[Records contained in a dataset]
*****

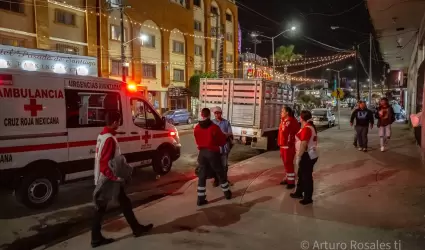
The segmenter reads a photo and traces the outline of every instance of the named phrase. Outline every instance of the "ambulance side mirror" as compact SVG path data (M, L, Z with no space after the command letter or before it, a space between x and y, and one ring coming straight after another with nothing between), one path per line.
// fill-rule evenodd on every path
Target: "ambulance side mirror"
M162 117L162 129L165 129L165 125L166 125L167 121L165 120L165 117Z

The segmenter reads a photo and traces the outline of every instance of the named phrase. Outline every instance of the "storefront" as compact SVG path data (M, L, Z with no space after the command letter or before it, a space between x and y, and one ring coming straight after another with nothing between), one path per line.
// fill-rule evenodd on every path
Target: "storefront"
M0 68L98 76L94 57L0 45Z
M168 88L168 109L188 109L190 91L184 87L169 87Z

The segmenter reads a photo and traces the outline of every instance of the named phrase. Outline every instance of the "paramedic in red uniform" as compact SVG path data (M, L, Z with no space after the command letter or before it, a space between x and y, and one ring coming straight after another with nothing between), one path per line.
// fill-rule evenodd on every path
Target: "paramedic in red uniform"
M119 112L110 112L106 117L106 127L103 128L103 131L99 134L97 139L96 150L97 156L95 159L95 184L97 184L100 175L104 175L109 180L112 181L122 181L116 176L114 176L112 170L109 168L109 161L112 160L117 154L120 153L118 142L115 138L116 131L121 124L121 114ZM153 225L141 225L134 216L131 201L124 192L124 184L121 185L118 201L122 213L124 214L125 219L133 230L133 235L138 237L145 232L148 232L152 229ZM95 215L93 218L93 225L91 231L91 245L92 247L98 247L101 245L106 245L112 243L113 239L108 239L102 236L102 218L105 215L107 203L101 202L95 199Z
M295 134L300 130L300 125L294 117L294 113L290 107L284 107L281 113L281 122L279 126L279 134L277 144L280 147L280 156L286 171L285 179L280 183L287 185L287 189L295 187Z
M221 162L220 147L227 143L227 137L223 134L220 127L211 121L211 111L204 108L201 111L201 119L193 131L195 135L196 145L199 149L198 164L198 206L208 203L206 199L206 184L209 171L215 173L218 177L221 190L226 199L232 198L229 182L227 181L227 173Z
M290 196L295 199L302 199L300 201L302 205L313 202L313 167L318 159L317 130L311 118L310 111L301 111L300 120L302 128L295 136L298 183L297 189Z

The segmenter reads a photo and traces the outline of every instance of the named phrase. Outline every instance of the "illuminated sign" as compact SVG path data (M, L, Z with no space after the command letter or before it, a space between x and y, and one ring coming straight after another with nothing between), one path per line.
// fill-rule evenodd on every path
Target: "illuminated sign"
M94 57L0 45L0 68L98 76Z

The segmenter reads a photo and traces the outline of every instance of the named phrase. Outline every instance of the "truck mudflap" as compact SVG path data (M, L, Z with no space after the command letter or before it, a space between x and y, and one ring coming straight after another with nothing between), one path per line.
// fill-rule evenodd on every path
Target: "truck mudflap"
M267 150L268 138L265 136L252 138L251 148Z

*****

(Task instructions) Your answer must be an exact copy of every entry, with no pictures in it.

(Task answer)
The segmenter reads a photo and traces the outline of every instance of the named phrase. Outline every instance of the "ambulance side mirror" as compact SVG path data (M, L, Z with no space after the command letter or before it, a space between x and y, and one ring coming straight after another with nothing between), one path per line.
// fill-rule evenodd on every path
Target: "ambulance side mirror"
M162 117L162 129L165 129L165 125L166 125L167 121L165 120L165 117Z

The segmenter reads a photo and traces the outline of every instance of the named phrase. Outline every instance of the "storefront" as compact SVG path data (M, L, Z with no space after the command letter or before it, a space between x and y, and one ring coming straight after another with nothing between), one path per line.
// fill-rule evenodd on every path
Target: "storefront"
M0 68L98 76L94 57L0 45Z
M168 88L168 109L188 109L190 91L184 87L169 87Z

The segmenter reads a photo and traces the outline of every instance of the named phrase. Outline every instance of the "paramedic in red uniform" as compact SVG path data (M, L, Z with no space after the command letter or before it, a space between x and y, and one ring coming straight after another with nothing between), one path per line.
// fill-rule evenodd on every path
Target: "paramedic in red uniform"
M119 112L110 112L106 117L106 127L103 128L103 131L99 134L97 139L96 150L97 156L95 159L95 184L97 184L100 175L104 175L109 180L112 181L122 181L116 176L114 176L112 170L109 168L109 161L112 160L117 154L120 153L118 142L115 138L116 131L121 124L121 114ZM153 225L141 225L134 216L131 201L124 192L124 184L121 185L118 201L122 213L124 214L125 219L133 230L133 235L138 237L145 232L148 232L152 229ZM95 215L93 218L93 225L91 231L91 245L92 247L98 247L101 245L106 245L112 243L113 239L108 239L102 236L102 218L105 215L107 203L101 202L95 199Z
M295 134L300 130L300 125L294 117L294 113L290 107L284 107L281 113L281 122L279 126L279 134L277 144L280 147L280 156L286 171L285 179L280 183L287 185L287 189L295 187Z
M221 162L220 147L227 143L227 137L223 134L220 127L211 121L211 111L204 108L201 111L201 119L193 131L195 135L196 145L199 149L198 164L198 206L208 203L206 199L206 184L209 171L215 173L218 177L221 190L226 199L232 198L229 182L227 181L227 173Z
M290 196L295 199L302 199L300 201L302 205L313 202L313 167L318 159L317 130L311 118L310 111L301 111L300 120L302 128L295 136L298 183L297 189Z

The segmenter reads a photo and traces the outline of every instance of the named phrase. Outline every instance of the "illuminated sign" as compact SVG path data (M, L, Z with no space after the command letter or before it, a space between x and y, and one ring coming straight after another with nothing between), one path per line.
// fill-rule evenodd on every path
Target: "illuminated sign"
M94 57L0 45L0 68L98 76Z

The segmenter reads a photo and traces the outline of every instance of the named phrase. Outline every instance of the "truck mudflap" as compact SVG path data (M, L, Z with no space after the command letter or before it, a space between x and y, and one ring coming straight after another with nothing between), one path per line.
// fill-rule evenodd on every path
Target: "truck mudflap"
M267 150L268 138L265 136L252 138L251 148Z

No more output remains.